-- Stored rows start --

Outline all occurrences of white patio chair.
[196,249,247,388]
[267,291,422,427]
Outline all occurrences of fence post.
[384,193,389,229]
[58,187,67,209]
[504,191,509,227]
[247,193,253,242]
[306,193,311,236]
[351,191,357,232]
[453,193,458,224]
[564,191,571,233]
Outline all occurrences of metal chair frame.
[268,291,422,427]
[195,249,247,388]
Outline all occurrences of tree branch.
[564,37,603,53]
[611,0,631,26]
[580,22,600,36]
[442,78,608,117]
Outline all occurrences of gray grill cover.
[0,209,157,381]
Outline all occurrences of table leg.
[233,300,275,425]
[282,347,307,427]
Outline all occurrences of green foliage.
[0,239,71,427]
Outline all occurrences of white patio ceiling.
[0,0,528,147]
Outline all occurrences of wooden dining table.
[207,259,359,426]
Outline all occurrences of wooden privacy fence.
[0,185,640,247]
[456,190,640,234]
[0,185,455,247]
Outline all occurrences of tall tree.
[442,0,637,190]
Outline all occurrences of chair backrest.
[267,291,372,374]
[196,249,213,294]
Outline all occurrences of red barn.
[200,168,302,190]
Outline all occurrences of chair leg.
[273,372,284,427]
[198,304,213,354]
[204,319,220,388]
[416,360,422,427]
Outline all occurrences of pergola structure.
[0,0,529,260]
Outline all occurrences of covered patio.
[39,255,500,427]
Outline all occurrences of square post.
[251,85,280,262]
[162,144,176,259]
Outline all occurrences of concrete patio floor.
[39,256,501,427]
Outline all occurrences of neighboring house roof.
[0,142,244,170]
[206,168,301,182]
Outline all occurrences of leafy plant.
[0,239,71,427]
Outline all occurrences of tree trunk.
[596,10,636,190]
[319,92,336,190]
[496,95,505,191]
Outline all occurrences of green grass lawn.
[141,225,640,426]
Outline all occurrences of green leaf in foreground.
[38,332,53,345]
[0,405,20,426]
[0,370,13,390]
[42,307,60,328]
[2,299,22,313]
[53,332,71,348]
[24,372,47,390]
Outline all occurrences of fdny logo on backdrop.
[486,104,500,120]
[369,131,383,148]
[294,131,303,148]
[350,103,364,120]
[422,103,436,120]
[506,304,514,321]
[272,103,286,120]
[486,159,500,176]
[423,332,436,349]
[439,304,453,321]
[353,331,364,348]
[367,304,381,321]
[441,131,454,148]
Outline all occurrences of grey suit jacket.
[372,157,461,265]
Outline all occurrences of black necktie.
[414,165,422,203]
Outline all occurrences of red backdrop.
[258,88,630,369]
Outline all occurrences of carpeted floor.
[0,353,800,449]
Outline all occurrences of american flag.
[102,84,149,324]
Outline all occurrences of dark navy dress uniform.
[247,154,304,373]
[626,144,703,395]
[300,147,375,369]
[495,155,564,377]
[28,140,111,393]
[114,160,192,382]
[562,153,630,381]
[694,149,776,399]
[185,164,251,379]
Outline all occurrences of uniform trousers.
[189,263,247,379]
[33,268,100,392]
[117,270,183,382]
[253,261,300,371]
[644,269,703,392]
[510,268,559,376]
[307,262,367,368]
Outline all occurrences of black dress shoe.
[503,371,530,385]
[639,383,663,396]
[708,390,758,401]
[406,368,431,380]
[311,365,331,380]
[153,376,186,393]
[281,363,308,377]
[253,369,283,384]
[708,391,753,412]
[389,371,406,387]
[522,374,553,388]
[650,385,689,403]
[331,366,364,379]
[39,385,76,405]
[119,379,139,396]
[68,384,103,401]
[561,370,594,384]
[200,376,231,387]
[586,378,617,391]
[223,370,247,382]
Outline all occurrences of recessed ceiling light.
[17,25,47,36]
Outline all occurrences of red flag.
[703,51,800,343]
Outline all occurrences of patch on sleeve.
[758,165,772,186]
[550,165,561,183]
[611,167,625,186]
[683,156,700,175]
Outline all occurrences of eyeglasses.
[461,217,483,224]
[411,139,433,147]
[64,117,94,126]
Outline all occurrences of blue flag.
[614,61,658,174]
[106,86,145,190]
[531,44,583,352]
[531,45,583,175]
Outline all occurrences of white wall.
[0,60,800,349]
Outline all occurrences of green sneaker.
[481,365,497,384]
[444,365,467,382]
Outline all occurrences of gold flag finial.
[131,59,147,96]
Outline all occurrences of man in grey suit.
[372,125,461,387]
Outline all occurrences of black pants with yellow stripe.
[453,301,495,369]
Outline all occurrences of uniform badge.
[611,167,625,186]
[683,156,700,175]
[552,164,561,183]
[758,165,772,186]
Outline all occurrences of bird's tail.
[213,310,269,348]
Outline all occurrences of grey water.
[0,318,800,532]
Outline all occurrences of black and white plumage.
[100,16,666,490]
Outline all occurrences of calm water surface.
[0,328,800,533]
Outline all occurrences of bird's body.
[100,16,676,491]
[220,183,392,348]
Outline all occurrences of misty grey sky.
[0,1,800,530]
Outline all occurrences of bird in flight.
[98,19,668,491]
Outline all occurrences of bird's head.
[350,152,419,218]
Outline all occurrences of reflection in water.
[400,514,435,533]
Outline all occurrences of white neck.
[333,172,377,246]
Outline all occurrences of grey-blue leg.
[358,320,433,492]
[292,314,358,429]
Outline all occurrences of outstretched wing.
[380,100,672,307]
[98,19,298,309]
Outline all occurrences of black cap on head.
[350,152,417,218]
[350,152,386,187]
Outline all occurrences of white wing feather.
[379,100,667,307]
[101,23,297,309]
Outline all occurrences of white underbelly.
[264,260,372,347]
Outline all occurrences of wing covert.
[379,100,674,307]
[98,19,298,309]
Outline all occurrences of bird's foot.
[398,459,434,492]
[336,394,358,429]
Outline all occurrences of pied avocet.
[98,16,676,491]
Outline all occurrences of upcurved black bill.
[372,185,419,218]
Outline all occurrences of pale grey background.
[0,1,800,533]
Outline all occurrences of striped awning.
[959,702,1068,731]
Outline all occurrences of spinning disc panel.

-- Stored rows end --
-- Stored rows start --

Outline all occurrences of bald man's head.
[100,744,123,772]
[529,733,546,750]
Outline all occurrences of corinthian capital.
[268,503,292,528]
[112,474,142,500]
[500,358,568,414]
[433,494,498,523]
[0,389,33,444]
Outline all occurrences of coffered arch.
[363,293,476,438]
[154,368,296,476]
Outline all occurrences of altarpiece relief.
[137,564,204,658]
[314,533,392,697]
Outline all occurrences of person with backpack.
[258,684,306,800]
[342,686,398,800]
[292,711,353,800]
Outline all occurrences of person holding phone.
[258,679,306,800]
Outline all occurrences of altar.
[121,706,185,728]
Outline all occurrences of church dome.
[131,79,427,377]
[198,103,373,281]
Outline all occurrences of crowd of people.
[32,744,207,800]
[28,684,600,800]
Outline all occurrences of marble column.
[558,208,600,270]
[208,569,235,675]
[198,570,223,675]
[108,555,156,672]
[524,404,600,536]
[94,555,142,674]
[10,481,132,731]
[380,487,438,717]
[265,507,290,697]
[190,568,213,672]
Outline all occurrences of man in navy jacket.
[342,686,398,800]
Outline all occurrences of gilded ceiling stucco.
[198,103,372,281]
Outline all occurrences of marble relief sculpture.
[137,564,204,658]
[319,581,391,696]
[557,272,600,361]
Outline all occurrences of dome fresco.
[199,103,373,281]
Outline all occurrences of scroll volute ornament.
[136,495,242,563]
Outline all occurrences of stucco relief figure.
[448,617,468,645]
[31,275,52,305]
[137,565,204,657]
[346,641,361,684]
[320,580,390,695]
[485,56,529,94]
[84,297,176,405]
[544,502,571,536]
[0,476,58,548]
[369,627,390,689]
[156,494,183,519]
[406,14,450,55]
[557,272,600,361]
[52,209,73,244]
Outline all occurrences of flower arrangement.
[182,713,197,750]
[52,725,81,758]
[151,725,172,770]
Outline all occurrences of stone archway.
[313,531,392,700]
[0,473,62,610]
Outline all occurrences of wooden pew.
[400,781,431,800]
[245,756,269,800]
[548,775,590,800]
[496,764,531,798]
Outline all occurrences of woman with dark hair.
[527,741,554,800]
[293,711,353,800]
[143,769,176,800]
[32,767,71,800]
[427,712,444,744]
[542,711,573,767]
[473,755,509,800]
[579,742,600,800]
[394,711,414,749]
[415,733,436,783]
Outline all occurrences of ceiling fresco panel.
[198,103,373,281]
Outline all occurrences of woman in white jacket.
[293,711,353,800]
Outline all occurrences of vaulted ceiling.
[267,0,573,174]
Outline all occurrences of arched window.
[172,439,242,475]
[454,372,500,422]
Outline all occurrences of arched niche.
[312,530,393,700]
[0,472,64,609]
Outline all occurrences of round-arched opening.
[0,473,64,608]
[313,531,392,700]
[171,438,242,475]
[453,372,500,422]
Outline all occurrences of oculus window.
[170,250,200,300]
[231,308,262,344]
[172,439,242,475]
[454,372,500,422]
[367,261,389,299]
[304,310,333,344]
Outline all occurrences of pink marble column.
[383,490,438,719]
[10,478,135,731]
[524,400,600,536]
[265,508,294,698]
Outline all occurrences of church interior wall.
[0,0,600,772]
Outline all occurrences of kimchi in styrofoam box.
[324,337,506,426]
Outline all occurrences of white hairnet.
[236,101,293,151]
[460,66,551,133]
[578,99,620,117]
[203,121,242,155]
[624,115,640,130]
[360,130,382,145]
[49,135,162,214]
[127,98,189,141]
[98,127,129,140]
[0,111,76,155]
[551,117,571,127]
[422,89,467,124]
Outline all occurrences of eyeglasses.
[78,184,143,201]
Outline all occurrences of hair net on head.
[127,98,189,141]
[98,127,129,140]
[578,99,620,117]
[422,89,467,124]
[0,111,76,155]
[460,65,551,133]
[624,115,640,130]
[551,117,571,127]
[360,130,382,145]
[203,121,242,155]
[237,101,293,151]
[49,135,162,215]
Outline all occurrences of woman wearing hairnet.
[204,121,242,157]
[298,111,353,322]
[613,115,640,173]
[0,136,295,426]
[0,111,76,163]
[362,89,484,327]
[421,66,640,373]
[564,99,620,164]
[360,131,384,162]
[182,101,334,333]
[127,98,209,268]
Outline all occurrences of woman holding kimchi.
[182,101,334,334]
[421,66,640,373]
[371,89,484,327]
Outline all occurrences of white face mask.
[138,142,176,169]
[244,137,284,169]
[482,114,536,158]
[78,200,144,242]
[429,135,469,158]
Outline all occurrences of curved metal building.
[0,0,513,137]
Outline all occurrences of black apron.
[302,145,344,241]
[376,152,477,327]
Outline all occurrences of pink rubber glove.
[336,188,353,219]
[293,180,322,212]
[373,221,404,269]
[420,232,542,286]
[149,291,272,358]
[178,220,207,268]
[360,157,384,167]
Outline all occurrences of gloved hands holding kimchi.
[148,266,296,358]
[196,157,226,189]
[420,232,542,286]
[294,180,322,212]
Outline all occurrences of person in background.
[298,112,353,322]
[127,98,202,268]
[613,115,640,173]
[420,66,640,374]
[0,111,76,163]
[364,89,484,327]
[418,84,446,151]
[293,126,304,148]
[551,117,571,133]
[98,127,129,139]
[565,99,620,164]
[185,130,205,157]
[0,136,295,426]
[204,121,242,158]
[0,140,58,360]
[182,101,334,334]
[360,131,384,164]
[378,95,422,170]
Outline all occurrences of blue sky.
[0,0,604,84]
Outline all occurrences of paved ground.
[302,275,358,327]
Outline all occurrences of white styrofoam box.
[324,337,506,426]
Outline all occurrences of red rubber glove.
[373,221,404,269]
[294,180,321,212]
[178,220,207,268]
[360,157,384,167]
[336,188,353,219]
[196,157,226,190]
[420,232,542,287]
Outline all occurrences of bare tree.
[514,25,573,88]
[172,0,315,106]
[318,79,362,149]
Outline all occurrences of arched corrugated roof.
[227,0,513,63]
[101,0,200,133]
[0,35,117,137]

-- Stored rows end --
-- Stored rows start --

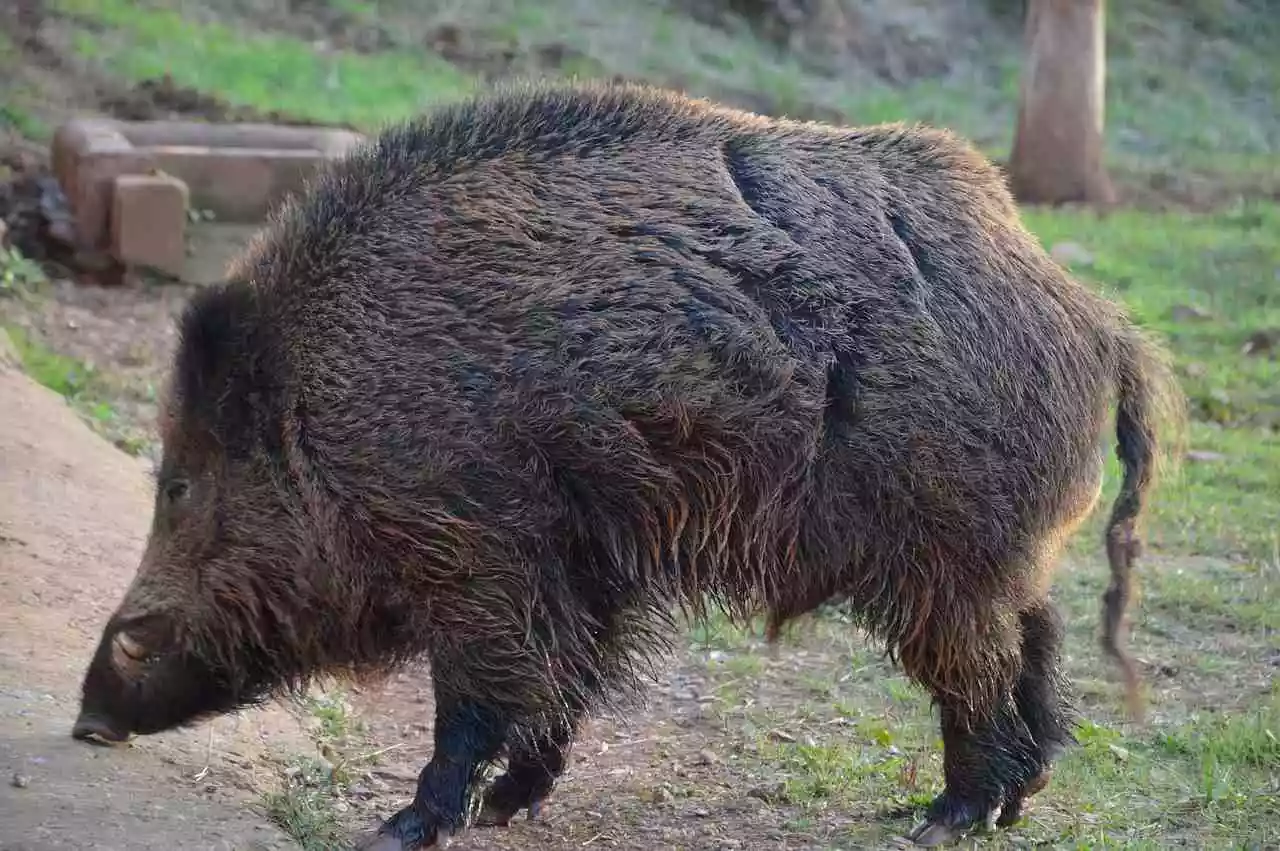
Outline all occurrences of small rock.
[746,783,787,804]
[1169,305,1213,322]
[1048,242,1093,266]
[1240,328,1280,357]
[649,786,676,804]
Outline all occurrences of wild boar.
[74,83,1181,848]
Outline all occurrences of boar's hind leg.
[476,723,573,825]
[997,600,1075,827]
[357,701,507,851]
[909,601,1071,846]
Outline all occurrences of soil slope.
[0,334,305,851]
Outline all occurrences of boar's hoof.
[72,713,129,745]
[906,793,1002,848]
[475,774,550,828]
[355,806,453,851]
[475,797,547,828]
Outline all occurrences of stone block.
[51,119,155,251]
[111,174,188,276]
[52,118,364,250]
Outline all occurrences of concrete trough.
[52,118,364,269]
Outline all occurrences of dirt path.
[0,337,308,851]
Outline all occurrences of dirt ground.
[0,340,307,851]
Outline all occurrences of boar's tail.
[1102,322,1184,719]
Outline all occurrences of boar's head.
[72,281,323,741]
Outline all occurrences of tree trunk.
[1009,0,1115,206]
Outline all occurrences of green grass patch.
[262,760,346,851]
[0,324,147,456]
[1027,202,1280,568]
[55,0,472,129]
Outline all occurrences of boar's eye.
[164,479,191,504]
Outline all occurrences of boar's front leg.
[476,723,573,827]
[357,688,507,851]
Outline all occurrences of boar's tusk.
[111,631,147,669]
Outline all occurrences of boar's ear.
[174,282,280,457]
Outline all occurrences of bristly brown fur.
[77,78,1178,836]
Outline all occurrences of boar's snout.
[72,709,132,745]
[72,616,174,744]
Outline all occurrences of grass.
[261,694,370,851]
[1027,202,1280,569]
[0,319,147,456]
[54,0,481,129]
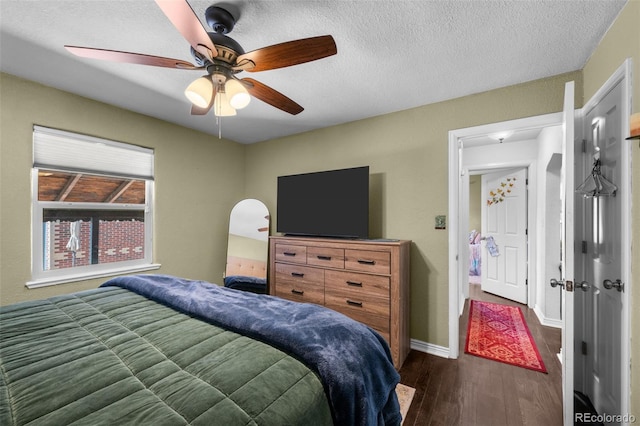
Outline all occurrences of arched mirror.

-- Stored rows end --

Given task :: Copy out the part above that opens with the line containing "Outline all occurrences of concrete trough." and closes with the line containing "[357,688,507,851]", swapping "boar's" for "hog's" wherever it occurs and leaving all else unchanged.

Completed task ::
Outline all occurrences of concrete trough.
[52,118,364,269]
Outline all occurrences of dirt path.
[0,337,308,851]
Outline all occurrences of dirt ground.
[0,340,307,851]
Outline all occurrences of hog's tail.
[1102,322,1184,719]
Outline all occurrences of hog's head.
[72,281,323,741]
Outline all occurrences of tree trunk.
[1009,0,1115,206]
Outline all occurrences of green grass patch.
[262,760,346,851]
[0,324,147,456]
[1027,202,1280,568]
[55,0,472,129]
Outline all occurrences of hog's eye.
[164,479,191,504]
Outline all occurrences of hog's front leg.
[476,723,573,827]
[357,688,507,851]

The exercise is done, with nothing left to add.